TASK:
Substitute "place a point on" for "put a dot on" throughout the lines below, and change nothing else.

[Rows from a pointing dataset]
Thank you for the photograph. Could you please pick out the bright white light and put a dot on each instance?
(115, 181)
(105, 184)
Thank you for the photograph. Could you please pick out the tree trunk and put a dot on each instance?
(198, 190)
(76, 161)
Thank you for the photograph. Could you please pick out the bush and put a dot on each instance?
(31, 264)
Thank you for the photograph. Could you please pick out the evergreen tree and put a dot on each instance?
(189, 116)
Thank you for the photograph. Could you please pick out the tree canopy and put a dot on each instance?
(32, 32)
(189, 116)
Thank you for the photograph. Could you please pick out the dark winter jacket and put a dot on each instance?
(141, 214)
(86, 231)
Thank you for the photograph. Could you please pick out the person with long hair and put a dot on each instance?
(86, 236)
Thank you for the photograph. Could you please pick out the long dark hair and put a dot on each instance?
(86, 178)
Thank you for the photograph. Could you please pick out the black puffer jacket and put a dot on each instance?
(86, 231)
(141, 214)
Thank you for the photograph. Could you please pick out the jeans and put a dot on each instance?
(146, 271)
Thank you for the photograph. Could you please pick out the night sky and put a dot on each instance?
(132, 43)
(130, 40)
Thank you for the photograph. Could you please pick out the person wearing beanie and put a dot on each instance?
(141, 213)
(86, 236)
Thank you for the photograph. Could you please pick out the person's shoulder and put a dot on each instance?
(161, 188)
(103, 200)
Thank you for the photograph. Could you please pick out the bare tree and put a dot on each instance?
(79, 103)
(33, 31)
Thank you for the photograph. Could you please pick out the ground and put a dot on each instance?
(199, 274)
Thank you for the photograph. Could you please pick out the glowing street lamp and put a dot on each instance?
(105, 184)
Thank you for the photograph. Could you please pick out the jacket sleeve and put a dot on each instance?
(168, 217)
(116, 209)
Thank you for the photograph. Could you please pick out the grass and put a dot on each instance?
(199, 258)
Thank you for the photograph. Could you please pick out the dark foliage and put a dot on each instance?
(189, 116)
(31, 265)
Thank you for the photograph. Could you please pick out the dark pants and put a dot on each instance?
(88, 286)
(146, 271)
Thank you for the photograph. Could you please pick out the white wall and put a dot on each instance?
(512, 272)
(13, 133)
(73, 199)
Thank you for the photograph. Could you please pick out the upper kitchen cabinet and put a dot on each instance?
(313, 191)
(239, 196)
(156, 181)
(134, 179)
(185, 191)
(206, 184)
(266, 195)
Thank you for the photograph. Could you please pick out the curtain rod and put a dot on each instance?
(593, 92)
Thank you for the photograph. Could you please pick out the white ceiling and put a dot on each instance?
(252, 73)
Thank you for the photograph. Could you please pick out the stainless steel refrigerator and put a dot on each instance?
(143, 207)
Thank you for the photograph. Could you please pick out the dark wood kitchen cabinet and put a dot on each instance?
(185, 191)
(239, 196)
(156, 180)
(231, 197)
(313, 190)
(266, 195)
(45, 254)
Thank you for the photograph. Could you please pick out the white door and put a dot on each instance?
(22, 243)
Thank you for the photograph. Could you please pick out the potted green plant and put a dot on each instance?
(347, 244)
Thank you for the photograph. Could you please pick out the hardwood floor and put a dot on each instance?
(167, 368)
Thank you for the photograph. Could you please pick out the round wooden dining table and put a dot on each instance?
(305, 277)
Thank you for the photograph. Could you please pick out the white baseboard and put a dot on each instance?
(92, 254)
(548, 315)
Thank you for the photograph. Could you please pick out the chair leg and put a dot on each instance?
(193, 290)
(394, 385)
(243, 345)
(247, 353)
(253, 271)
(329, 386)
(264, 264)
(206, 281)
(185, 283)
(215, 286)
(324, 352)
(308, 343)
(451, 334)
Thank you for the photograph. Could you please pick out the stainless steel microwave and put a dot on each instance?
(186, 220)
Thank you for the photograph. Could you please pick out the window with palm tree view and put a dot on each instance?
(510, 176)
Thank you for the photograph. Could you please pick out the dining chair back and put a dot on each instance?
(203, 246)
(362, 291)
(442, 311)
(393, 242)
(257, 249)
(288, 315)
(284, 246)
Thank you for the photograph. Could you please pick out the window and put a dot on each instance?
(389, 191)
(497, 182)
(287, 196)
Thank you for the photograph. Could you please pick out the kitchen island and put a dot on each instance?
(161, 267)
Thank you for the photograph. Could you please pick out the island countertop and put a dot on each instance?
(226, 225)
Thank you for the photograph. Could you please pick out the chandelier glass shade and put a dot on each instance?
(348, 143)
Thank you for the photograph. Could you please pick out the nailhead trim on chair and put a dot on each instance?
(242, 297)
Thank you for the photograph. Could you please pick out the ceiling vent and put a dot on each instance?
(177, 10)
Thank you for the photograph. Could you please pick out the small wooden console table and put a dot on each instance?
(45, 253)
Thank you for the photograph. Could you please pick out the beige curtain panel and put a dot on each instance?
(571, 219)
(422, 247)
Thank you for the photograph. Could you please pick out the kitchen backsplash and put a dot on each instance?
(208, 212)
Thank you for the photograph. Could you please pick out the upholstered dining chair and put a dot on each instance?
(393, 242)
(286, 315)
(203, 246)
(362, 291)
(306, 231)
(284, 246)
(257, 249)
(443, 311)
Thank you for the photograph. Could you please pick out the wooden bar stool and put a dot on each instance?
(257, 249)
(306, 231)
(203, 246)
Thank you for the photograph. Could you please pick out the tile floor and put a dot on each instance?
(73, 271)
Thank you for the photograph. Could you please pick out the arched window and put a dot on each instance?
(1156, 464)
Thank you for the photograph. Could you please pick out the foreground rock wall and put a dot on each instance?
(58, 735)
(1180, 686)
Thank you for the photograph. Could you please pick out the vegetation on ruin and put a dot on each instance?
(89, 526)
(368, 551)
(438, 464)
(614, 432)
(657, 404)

REPLY TO THE TASK:
Thank you for the photograph. Could you please pick out the bright white light and place a point on each instance?
(115, 181)
(105, 184)
Thank you for the photograph. Could you please pick out the tree trunk and place a point on each instance?
(198, 190)
(76, 161)
Thank you for the photograph. Could you please pick out the bush and place a point on each instance?
(31, 264)
Thank you for the photograph. Could you please pick out the evergreen tree and place a point on each instance?
(189, 116)
Thank you for the photograph. Could you please pick out the tree canopy and place a point on each instance?
(32, 32)
(189, 116)
Thank you for the photograph. Could you please pick out the dark winter jacket and place a point on each instance?
(141, 214)
(86, 231)
Thank you for the photograph. Could you please pick out the person with long hair and place a point on each instance?
(86, 236)
Thank you for the photograph. Could you please pick out the long dark hair and place a point on each instance?
(86, 178)
Thank you for the photograph. Could you please pick out the black puffer jacket and place a point on each instance?
(86, 231)
(141, 214)
Thank you for the photograph. Could you please pick out the jeans and place a point on each instance?
(146, 271)
Thank you for the photograph. Could you please pick out the night sky and place a point on each instance?
(132, 43)
(130, 40)
Thank you for the photograph. Could you please pick out the person wearing beanie and place a point on each instance?
(141, 213)
(86, 236)
Thank you for the photograph. Could you please pick out the person's shoulder and place a point on each instance?
(161, 188)
(103, 200)
Thank you for the photograph. Could you please pick out the bare tree and place a point on each instance?
(79, 103)
(33, 31)
Thank you for the photograph. Could you please pick out the ground and place a point on each instance?
(199, 274)
Thank you for the photograph. Could you please pick out the glowing street lamp and place a point on each instance?
(105, 184)
Thank you for the photograph. Could you please pick out the jacket sleeve and place a point on each instance?
(168, 217)
(116, 209)
Thank you for the photograph. Could you please pick out the grass and place a point on each instance?
(199, 258)
Thank you for the photograph. Could you please pick out the dark foliage and place a point on each instance?
(189, 116)
(31, 265)
Thank you for the photograph. Could you please pick out the dark pants and place a point on each instance?
(88, 286)
(146, 271)
Thank you for the photograph. Could you please pick out the white wall and place a point on each instance?
(512, 272)
(13, 133)
(73, 199)
Thank you for the photograph. Could you please pick out the upper kitchen cabinet and place a point on each instance?
(313, 191)
(239, 196)
(156, 181)
(134, 179)
(185, 191)
(206, 184)
(266, 195)
Thank you for the photograph. Could you please pick out the curtain rod and place a point on each instance?
(593, 92)
Thank you for the photograph. Could you please pick out the white ceiling and place a point on each instance?
(252, 73)
Thank you for the photograph. Could you please pick out the stainless steel refrigerator and place a point on each instance?
(143, 207)
Thank you for the photograph. Could you please pick out the dark wood kitchen cabinet and place a point on each instance?
(185, 191)
(239, 196)
(156, 180)
(231, 197)
(313, 190)
(266, 195)
(45, 254)
Thank you for the photograph. Could you please pick out the white door and place a point on each instance?
(22, 243)
Thank you for the photograph. Could you please pick out the potted green plant and place a point on each instance?
(347, 244)
Thank you for the photograph. Could you please pick out the hardwood floor and place a point on each instance?
(167, 368)
Thank you for the photograph. Could you please pick out the round wooden dining table and place a point on each instance?
(305, 277)
Thank you for the photograph. Could you please pick out the white baseboard and place a point on each instance?
(92, 254)
(548, 315)
Thank you for the photograph. Could you please pick out the chair leg and place a point on each instance?
(193, 290)
(394, 385)
(243, 345)
(247, 353)
(253, 271)
(329, 386)
(264, 264)
(206, 281)
(185, 283)
(215, 286)
(324, 352)
(308, 343)
(451, 334)
Thank you for the photograph. Could you please pick out the stainless steel microwave and place a point on each instance?
(186, 220)
Thank you for the photograph. Could you please pick out the window with palm tree view and place a point on each instance?
(510, 176)
Thank you for the photograph. Could you please pick out the dining chair back and place a point on each instance?
(203, 246)
(362, 291)
(442, 311)
(393, 242)
(257, 249)
(288, 315)
(284, 246)
Thank you for the photograph. Could you please pick out the window and place a point on each instance?
(389, 191)
(497, 182)
(287, 196)
Thank you for the photograph. Could you please pick out the kitchen island and place a point on each instance?
(161, 267)
Thank you for the photograph. Could you please pick out the island countertop and place a point on each instance?
(226, 225)
Thank you for the photograph. Could you please pick out the chandelier glass shade and place a point on each instance?
(348, 143)
Thank you for the photograph. Could you please pick out the nailhead trim on chair and place a point on each instance?
(242, 297)
Thank you for the photograph. Could you please pick out the ceiling vent and place a point on each instance?
(177, 10)
Thank you for the photograph. Could you please pick out the small wooden console table and place a point on each instance?
(45, 253)
Thank you for the photograph. Could you please pick out the beige curtain panel and place a point on each instance?
(571, 219)
(422, 247)
Thank you for the photograph. Could you please pick out the kitchen backsplash and place a point on each instance?
(208, 212)
Thank you for the photograph. Could you please pick out the upholstered dining chair and place a point on each instance?
(393, 242)
(286, 315)
(203, 246)
(362, 291)
(306, 231)
(284, 246)
(257, 249)
(443, 311)
Thank you for the photograph. Could you please pick out the wooden bar stool and place a point on each instance?
(257, 249)
(306, 231)
(203, 246)
Thank you for the photograph. Could you please pick out the tile floor and place a point on each instance?
(73, 271)
Thank you for the photograph. Could you please pick out the arched window and place a point on each instance?
(1156, 464)
Thank you for the photograph. Could you please pick out the foreground rock wall and place a point on each instance?
(58, 735)
(1180, 686)
Thank you for the photograph. Could you please pick out the vegetation on ruin and place a point on each instance?
(89, 526)
(368, 551)
(438, 464)
(614, 432)
(657, 404)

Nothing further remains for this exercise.